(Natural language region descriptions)
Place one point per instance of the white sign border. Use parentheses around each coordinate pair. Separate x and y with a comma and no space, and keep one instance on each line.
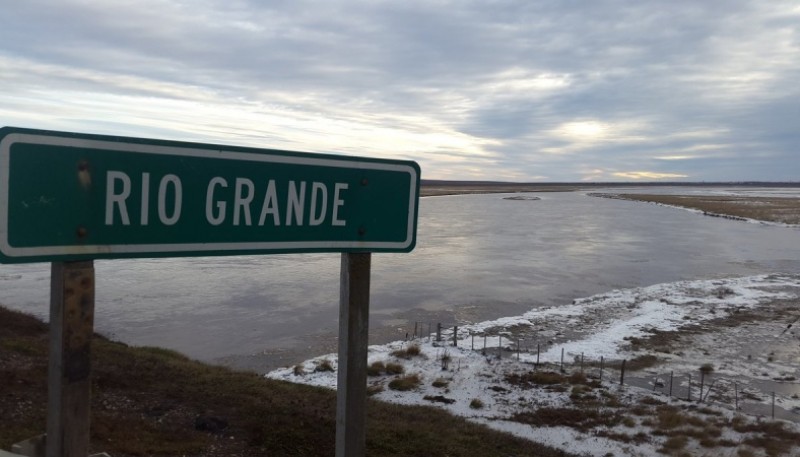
(233,248)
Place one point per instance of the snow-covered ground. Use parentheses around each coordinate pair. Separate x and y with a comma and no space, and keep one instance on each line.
(738,329)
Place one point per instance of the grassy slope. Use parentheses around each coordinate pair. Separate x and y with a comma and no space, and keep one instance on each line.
(146,401)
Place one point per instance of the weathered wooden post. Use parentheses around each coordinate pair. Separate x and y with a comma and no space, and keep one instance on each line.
(351,394)
(68,382)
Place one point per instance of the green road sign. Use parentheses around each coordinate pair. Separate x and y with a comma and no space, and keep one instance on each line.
(66,196)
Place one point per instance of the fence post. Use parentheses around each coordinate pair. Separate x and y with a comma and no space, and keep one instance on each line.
(499,346)
(601,368)
(773,405)
(689,395)
(670,382)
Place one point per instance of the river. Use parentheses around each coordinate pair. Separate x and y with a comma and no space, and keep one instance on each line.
(478,257)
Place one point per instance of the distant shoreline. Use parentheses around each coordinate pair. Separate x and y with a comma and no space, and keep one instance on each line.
(430,188)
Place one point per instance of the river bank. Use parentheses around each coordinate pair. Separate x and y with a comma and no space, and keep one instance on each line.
(711,365)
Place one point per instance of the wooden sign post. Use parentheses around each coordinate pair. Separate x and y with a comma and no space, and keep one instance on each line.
(351,395)
(69,385)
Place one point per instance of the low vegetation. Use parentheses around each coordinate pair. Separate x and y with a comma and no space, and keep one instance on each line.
(156,402)
(771,209)
(405,383)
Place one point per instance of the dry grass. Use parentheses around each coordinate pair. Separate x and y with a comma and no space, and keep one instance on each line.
(405,383)
(408,352)
(394,369)
(376,368)
(145,401)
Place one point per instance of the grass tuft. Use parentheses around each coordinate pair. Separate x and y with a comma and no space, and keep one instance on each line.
(405,383)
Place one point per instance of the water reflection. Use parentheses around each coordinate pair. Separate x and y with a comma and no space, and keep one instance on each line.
(478,257)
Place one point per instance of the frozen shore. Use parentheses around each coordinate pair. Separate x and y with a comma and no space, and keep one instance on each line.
(734,333)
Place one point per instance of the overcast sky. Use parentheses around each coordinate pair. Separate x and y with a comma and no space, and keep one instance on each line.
(528,90)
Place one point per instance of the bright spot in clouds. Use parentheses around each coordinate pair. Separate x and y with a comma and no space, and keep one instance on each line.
(585,130)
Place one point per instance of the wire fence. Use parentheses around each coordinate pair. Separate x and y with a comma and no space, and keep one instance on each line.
(701,387)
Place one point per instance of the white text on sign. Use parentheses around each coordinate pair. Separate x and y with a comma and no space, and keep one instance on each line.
(312,204)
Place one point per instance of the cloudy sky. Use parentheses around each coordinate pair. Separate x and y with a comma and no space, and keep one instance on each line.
(515,90)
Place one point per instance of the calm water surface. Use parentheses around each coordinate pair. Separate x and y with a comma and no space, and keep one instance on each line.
(478,257)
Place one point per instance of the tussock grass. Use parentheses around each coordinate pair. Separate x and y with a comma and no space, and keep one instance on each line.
(405,383)
(394,368)
(412,350)
(577,418)
(376,368)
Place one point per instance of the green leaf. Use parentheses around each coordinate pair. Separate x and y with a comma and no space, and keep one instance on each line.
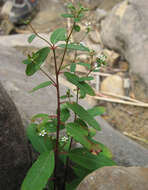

*Task statement*:
Would you write each entry out again exactly, omitting the images?

*Result*:
Place one point per instance of the white sign border. Use parentheses around each coordinate pair. Separate x and y with a comma and no space, and keep one instance on each line.
(233,248)
Place one point per instance of the snow-covered ground. Use parentheses around each coordinate pair. Separate x and y with a comma and no space, and keep one instance on each line.
(738,329)
Place one point per instance of the grassy slope. Use parentheses around each coordinate pair. Separate x and y with a comma and no space, and keep one instance on each line.
(146,401)
Place one point per instance of the weathered wooden post. Use parentheses around each coordinate pair. Separate x and y with a comma and no space, and keep one instance on each line.
(351,394)
(68,382)
Place one point per instance of the green road sign. Use parentheses around each coordinate pair. Separate x and y with a comma and no space, and keep one instance on each line.
(66,196)
Place one point per instance of the fence post. Use parentheses around each coordinate pair. Separate x and y with a comma and no space, and keep one instance on each line.
(499,346)
(601,368)
(773,405)
(689,395)
(670,382)
Place one point per instance of the river. Use parentheses around each coordinate pair. Separate x and y with a comma and no space, and keep one instance on each line.
(478,257)
Place one point per instance of the distant shoreline. Use parentheses around each coordinate pair. Separate x and y with a comma and no space, and keep one instance on each line.
(430,188)
Place one point per instance of the river bank. Use parentheses around each coordinate pair. Separate x and y with a comma and no space, and keep one instance on each line.
(711,365)
Place one point per instance of the wooden sign post. Use parentheses around each coordinate pair. Separate x and y with a comma and no space, and keep one instance on each line.
(351,395)
(69,385)
Place one point per instance of the low vegetation. Use parentheses around each coordinate pair. Separate x and y with a comma and no space, and keep one instance on each line.
(156,402)
(771,209)
(405,383)
Place one point per instance of the dry grass. Use parentheses around each coordinate pair. Separate x and y with a comma and no space, and keep one instance on each line.
(405,383)
(408,352)
(394,369)
(376,368)
(145,401)
Place one point per instance of the grass tuft. Use parentheses around each coordinate pair. Separate x and y with a comma and no space, and keep one instance on each line.
(405,383)
Place one point per instance of the water reflection. Use parentheses around each coordinate pair. Separate x and y with a comma and no space, and keep one instance on each line.
(478,257)
Place one point per instance of the frozen shore. Use parentheses around each coordinate pair. Separate x and y with a comma and no space, and keep one instance on each line.
(734,333)
Place one point per instance of the overcast sky. Use parentheses around each coordinate pair. Separate x and y with a comma and no space, and keep one instance on each line.
(528,90)
Place one point per instance of the bright spot in clouds. Use parentheses around each coordinate pair. Separate x and y with a comma and no space, and keep one instance on each line.
(585,130)
Place one point per instance of the wire fence. Use parentheses around each coordinate pair. Separate x and y with a comma and no space, and keep one instance on each line.
(701,387)
Place one point per instance of the white text on sign. Use parentheses around each coordinate pair. Separate x and y with a comma and no space, and keep one instance on each line.
(312,204)
Place one point per instance of the cloudy sky. Use parentheses around each coordinate pair. Separate x and y with a comma and no space, and keep one instance on each line.
(515,90)
Place one point per instance of the calm water surface. Use parentheses around each coordinate pair. Separate x and y with a comma and no space, and keep one instance on each line.
(478,257)
Place one point per instance of the tussock grass. Use parentheses around each coordinate pair. Separate x and y with a comma and no space, and keep one instance on each line.
(405,383)
(394,368)
(412,350)
(577,418)
(376,368)
Place one point per instance of the green leaf. Use parentheses around each coordinate pair. Separate x and y with a comma and no space, and keep one instance on each line.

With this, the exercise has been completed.